Required work: Your answer must be every line below, repeated exactly.

Task data:
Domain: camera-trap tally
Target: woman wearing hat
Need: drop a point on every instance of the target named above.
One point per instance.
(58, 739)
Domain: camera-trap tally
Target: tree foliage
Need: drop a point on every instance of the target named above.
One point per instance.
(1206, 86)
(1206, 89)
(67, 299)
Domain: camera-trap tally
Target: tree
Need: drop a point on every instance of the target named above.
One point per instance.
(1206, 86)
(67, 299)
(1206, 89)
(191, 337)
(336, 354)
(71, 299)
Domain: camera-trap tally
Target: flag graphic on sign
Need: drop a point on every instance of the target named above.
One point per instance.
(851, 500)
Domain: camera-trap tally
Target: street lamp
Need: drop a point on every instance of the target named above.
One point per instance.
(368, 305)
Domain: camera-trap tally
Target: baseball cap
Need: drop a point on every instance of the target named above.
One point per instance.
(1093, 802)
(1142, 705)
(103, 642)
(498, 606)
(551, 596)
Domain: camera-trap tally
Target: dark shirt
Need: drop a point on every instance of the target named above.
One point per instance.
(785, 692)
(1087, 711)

Answer to the problem:
Domain: camera-trap tally
Target: woman wearing hat
Need: drop a point on every instance of the target named above.
One point per instance.
(58, 739)
Domain: camera-trap tally
Target: tree foliage
Need: drop a point on every instance of the target named above.
One point per instance.
(1206, 86)
(1206, 89)
(67, 299)
Domain: camera-trap tally
Target: tree
Need: drop a point on every instance of the target named above.
One point per instance.
(1206, 86)
(67, 299)
(1206, 89)
(191, 337)
(336, 354)
(71, 299)
Domain: camera-trap tally
Target: flag graphic on sign
Need: drop a point on every instance of the target named above.
One point per instance.
(851, 500)
Domain: camera-trap tally
Target: street lamp
Need: drop a point on every instance of the target named above.
One point per instance.
(368, 305)
Domain: camera-trap tally
Target: baseball cap
Need: drop a point on every instance of the target named above.
One point per instance.
(1093, 802)
(1142, 705)
(103, 642)
(498, 606)
(551, 596)
Domain: camera-trap tally
Target: dark shirt
Need: drop a point on every instance of the target named above.
One point per instance.
(785, 692)
(1087, 711)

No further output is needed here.